======== Material for the task ========

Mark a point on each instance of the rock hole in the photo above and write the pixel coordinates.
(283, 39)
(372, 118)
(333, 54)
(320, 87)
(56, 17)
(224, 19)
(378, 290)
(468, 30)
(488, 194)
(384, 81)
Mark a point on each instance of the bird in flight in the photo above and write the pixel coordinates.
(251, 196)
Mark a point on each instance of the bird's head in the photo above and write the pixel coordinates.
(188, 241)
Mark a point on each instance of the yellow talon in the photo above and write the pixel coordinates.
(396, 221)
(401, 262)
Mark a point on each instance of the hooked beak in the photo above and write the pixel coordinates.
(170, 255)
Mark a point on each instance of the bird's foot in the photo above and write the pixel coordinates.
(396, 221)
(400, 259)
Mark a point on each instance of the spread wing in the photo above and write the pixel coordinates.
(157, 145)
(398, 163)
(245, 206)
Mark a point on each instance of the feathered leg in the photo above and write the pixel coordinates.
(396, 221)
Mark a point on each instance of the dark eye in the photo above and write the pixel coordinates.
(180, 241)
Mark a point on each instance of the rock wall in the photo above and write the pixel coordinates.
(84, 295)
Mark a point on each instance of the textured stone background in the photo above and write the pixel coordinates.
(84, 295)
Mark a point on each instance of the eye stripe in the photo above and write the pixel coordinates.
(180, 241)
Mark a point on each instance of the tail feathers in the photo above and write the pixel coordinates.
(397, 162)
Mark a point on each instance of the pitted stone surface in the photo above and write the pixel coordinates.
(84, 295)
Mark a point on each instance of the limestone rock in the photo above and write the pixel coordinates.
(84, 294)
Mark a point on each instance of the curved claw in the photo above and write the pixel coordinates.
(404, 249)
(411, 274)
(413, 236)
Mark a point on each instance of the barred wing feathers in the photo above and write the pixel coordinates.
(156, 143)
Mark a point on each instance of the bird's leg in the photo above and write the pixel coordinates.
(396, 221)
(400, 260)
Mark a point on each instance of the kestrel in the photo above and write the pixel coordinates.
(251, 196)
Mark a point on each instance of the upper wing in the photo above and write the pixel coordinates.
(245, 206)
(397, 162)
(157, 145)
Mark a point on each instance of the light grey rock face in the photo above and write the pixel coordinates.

========
======== Material for the task ========

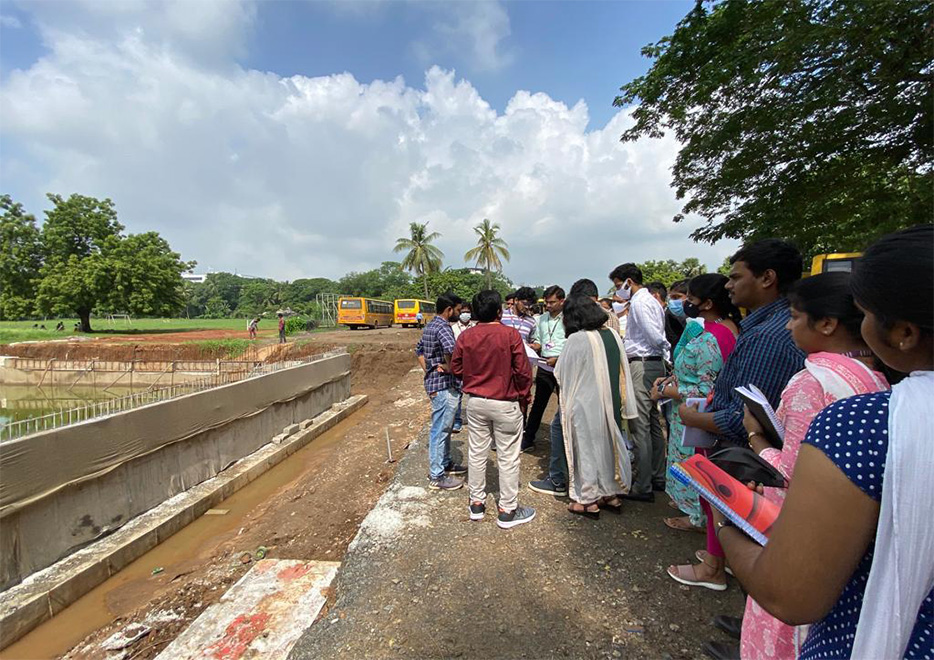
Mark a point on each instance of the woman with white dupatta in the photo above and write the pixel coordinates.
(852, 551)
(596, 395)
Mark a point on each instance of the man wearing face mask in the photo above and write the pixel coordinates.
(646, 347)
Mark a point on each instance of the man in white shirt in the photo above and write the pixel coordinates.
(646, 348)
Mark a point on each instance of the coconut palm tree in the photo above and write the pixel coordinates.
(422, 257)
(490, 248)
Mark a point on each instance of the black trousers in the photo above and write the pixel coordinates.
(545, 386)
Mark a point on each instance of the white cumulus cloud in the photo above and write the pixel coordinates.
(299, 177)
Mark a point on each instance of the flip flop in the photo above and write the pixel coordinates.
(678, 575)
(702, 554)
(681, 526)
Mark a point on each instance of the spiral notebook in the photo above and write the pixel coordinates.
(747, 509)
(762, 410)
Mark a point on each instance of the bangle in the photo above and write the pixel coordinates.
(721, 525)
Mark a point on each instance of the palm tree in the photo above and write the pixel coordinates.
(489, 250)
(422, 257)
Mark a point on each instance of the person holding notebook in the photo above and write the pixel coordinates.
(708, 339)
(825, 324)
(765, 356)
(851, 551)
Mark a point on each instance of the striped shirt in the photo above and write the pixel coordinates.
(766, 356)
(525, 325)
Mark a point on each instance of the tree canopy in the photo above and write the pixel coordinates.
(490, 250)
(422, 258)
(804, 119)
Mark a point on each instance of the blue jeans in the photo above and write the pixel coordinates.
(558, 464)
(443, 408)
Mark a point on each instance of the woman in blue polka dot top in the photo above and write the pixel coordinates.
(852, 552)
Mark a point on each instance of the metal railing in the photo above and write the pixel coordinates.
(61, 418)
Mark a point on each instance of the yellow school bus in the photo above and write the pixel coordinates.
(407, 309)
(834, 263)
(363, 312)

========

◆ **Exercise goal**: In the listing above, find the line with "Mark a point on each instance of the limestone" and the line with "Mark a point on each instance of the light", then print exactly those lines and every line between them.

◆ **Result of the task**:
Mark a point on each instance of the limestone rock in the photo above and write the pixel coordinates.
(84, 294)
Mark a point on each instance of the curved claw in the photo above and write the pixel coordinates.
(404, 249)
(411, 274)
(413, 236)
Mark a point on each instance of the barred wing feathers in the photo above and write the pixel coordinates.
(156, 143)
Mark a point on each instance of the bird's leg in the photo above and write the pixel coordinates.
(396, 221)
(400, 260)
Mark a point on each instance of the kestrel in the photo above and write the pixel coordinates.
(251, 196)
Mark a point on each instance of the upper wing in the photo above and write the pixel coordinates.
(245, 206)
(397, 162)
(157, 145)
Mark a point on each instance of the light grey rock face in the photo above and write the pixel coordinates.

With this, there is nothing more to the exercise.